[Texto fuente]
'''
Santa Agueda o la cosmética de los senos (5 de febrero)

Autor: Adolfo Carreto

 

 

La verdad es que a Santa Águeda siempre la vi en el espejo de mi tía, Águeda también, y patrocinadora de mi niñez. Mi tía, mujer de pueblo, mujer de toquilla sobre los hombros, mujer de haces de leña acarreándola desde el campo, mujer de pañuelo a la cabeza, mujer de temple castellano y mujer de su casa fue la fotografía que atesoré de Santa Águeda. A  casa de mi tía iba diariamente porque mi primo era de mi edad y a esas edades y en esas casas se podían tramar cantidad de fantasías. Por eso para mí Santa Águeda era mi tía sin saber entonces absolutamente nada de cómo era Santa Águeda. Si lo hubiese sabido posiblemente el espejo hubiese sido otro.

     Mi tía fue mujer válida en su tiempo y en su entorno, pero esta santa se me antoja que no encaja con lo de hoy, o que sí, depende como se mire, porque aunque el tiempo de mi tía, y el mío, ha transcurrido veloz, el de Santa Águeda pareciera no haber prosperado.
'''
[Datos]
'''
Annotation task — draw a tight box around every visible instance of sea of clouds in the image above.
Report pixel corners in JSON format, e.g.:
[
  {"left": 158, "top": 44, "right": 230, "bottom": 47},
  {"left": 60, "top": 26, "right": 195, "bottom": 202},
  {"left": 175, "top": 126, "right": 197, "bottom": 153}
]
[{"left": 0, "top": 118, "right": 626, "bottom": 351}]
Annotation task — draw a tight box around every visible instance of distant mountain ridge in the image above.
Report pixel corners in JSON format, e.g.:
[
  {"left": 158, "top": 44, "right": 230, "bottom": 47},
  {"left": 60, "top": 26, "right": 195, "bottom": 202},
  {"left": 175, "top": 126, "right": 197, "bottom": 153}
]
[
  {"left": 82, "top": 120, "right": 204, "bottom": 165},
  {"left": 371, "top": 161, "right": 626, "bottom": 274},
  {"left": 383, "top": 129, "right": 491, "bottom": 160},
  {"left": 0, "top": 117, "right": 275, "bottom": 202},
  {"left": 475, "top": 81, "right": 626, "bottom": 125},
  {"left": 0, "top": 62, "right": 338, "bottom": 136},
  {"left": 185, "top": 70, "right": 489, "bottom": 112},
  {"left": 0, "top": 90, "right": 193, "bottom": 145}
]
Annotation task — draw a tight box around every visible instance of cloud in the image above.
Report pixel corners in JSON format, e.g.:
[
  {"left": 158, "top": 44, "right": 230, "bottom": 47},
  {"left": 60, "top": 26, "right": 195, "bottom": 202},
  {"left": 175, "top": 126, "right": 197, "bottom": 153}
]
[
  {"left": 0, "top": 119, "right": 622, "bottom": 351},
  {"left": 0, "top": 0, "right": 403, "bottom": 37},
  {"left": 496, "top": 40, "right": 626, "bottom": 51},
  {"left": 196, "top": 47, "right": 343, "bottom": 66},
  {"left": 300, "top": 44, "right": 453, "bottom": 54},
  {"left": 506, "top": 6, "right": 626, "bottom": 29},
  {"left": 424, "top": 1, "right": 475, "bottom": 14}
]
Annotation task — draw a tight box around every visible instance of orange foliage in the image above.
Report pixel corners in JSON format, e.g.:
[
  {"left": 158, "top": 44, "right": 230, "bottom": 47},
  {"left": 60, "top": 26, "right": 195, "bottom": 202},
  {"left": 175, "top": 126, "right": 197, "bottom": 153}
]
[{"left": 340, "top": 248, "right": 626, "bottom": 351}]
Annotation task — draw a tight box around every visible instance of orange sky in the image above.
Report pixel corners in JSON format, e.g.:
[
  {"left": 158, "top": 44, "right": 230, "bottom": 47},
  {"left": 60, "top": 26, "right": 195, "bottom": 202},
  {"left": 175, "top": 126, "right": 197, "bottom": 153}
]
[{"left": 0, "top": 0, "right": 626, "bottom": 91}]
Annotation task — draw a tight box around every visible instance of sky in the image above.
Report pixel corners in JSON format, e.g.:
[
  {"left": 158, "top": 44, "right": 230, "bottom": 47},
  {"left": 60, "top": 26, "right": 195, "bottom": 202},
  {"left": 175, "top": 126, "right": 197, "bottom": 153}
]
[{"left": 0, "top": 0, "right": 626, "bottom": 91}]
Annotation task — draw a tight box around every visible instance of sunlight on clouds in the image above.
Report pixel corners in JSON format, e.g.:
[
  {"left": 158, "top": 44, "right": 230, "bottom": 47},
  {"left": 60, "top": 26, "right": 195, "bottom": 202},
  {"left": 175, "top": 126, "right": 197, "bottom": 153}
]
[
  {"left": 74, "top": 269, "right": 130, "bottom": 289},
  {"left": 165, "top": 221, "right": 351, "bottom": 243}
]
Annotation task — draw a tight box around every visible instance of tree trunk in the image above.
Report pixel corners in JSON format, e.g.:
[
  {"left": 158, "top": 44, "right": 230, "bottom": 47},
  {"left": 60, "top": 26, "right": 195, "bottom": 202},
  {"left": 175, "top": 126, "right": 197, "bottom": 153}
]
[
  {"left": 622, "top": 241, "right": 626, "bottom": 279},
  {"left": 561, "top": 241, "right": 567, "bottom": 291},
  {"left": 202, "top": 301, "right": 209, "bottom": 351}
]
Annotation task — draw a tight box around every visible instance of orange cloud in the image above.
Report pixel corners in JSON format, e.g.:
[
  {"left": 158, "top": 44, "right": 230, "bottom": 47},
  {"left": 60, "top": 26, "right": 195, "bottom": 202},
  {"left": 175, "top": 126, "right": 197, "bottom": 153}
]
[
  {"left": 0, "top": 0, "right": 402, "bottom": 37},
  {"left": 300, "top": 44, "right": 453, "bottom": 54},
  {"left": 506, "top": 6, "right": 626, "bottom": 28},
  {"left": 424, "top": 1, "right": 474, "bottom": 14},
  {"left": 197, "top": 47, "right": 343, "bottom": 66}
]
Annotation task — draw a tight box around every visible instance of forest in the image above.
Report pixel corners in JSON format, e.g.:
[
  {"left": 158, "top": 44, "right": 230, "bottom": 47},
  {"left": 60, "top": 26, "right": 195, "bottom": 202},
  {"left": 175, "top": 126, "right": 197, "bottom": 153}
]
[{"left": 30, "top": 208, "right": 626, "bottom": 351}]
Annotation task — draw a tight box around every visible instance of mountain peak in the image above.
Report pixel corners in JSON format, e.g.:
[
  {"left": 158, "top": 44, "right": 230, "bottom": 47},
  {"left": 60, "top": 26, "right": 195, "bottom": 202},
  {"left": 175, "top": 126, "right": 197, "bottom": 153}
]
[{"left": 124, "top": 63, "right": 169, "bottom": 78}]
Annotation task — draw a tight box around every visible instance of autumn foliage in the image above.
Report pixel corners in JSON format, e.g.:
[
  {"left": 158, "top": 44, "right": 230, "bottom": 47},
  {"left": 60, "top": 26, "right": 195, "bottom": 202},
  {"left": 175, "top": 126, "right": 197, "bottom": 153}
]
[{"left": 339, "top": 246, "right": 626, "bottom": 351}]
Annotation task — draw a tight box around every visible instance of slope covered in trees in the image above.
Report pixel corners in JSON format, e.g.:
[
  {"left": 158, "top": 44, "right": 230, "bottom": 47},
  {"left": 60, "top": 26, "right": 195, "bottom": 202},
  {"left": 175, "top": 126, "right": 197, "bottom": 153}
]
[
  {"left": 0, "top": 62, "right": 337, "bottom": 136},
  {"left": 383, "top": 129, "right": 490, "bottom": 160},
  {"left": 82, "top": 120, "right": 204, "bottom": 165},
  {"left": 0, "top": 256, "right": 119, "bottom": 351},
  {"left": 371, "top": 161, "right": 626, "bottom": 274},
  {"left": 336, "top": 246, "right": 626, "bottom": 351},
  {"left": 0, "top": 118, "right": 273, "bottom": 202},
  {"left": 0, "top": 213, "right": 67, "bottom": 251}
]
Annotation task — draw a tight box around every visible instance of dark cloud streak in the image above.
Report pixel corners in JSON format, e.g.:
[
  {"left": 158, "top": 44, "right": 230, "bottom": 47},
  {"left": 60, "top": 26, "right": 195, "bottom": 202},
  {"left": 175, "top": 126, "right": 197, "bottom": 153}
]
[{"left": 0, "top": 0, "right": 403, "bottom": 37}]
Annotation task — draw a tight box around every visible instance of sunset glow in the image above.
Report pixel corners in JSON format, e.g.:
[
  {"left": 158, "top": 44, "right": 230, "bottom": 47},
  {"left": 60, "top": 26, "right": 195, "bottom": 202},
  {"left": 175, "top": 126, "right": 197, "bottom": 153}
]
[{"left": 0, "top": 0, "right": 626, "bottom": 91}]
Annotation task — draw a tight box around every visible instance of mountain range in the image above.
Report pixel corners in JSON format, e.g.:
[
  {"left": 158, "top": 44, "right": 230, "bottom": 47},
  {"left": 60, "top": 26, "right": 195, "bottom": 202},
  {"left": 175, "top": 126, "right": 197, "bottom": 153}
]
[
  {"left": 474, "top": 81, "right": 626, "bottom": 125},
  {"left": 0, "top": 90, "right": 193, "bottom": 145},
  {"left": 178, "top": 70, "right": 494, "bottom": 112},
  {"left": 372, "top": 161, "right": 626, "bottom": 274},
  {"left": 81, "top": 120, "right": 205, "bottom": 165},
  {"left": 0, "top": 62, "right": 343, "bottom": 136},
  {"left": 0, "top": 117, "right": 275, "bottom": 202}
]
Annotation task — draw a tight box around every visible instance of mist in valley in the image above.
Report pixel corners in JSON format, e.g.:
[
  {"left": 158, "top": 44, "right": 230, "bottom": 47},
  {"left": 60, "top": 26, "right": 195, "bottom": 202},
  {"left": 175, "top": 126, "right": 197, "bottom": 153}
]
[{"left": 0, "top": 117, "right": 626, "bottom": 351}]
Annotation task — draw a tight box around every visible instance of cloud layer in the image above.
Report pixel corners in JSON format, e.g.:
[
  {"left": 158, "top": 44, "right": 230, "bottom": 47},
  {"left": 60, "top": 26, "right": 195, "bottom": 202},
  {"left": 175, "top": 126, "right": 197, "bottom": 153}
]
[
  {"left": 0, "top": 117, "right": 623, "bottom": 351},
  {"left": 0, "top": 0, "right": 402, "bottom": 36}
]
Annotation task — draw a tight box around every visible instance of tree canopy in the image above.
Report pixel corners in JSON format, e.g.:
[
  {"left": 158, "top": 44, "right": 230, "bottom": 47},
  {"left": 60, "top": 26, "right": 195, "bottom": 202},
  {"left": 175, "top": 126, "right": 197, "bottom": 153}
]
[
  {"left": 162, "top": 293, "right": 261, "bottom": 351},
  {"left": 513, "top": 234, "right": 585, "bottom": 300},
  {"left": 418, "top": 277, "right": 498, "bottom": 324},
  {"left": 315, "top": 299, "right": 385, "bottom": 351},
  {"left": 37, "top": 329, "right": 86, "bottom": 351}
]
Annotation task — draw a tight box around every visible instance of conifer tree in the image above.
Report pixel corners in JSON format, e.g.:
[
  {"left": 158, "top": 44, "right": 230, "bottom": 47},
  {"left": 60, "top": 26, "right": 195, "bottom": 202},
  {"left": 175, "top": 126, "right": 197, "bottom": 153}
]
'''
[Consigna]
Según el texto sobre Santa Águeda, ¿por qué iba el autor a diario a casa de su tía? Responde en una oración, por favor.

[Respuesta del ejercicio]
Iba porque su primo tenía su misma edad.